→ RECORDS FOR THE TASK
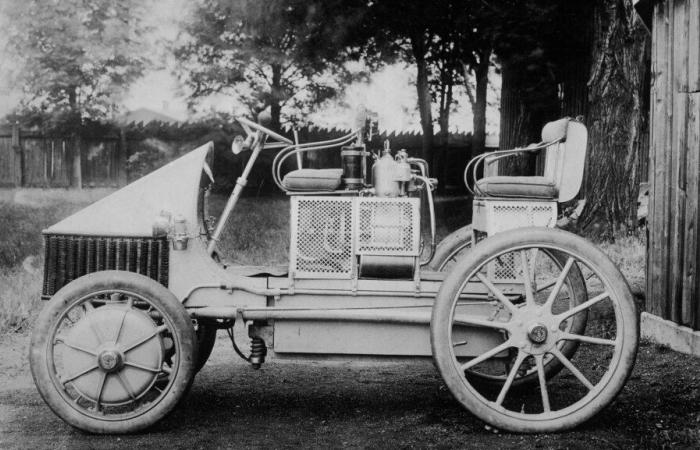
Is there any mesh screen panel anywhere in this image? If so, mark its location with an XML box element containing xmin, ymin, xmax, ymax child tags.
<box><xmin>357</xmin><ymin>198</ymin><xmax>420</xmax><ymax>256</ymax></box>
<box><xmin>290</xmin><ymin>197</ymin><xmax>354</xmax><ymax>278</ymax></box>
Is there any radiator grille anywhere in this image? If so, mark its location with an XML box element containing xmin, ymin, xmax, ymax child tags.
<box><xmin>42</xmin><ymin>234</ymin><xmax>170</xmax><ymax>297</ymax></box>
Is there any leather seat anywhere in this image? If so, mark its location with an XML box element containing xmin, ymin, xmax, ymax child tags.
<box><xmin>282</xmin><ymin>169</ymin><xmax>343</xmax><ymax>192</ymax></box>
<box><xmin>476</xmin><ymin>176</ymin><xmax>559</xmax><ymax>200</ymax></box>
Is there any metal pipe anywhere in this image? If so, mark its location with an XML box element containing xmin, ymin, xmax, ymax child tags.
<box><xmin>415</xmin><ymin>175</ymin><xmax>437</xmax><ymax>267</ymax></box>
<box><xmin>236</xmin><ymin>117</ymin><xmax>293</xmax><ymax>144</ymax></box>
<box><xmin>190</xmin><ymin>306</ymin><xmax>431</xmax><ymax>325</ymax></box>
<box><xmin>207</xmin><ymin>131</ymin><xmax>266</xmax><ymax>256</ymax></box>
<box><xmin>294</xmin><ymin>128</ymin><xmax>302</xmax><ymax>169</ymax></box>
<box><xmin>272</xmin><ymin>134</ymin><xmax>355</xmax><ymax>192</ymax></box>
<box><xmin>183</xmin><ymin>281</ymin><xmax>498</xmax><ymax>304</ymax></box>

→ THE PROBLEM
Return the stretch of lines above, from the line containing "Is there any radiator" through the final line, reproducing each one unchanged.

→ REPLY
Is there any radiator grille anywhere in this image? If so, mark its location with an XML box element containing xmin, ymin, xmax, ymax child tags.
<box><xmin>42</xmin><ymin>234</ymin><xmax>170</xmax><ymax>297</ymax></box>
Is there any leather seat anywhere in this image? If so, mark its location with an XML box element containing xmin, ymin, xmax, ymax child tags.
<box><xmin>282</xmin><ymin>169</ymin><xmax>343</xmax><ymax>192</ymax></box>
<box><xmin>476</xmin><ymin>176</ymin><xmax>559</xmax><ymax>200</ymax></box>
Is there any metal pipe anywhere in this image? If so, mark its location with an XML box element containing xmin, ymin, xmax, ymax child tags.
<box><xmin>415</xmin><ymin>175</ymin><xmax>437</xmax><ymax>267</ymax></box>
<box><xmin>236</xmin><ymin>117</ymin><xmax>293</xmax><ymax>144</ymax></box>
<box><xmin>190</xmin><ymin>306</ymin><xmax>431</xmax><ymax>325</ymax></box>
<box><xmin>207</xmin><ymin>131</ymin><xmax>266</xmax><ymax>256</ymax></box>
<box><xmin>294</xmin><ymin>128</ymin><xmax>302</xmax><ymax>169</ymax></box>
<box><xmin>272</xmin><ymin>134</ymin><xmax>355</xmax><ymax>192</ymax></box>
<box><xmin>183</xmin><ymin>281</ymin><xmax>498</xmax><ymax>304</ymax></box>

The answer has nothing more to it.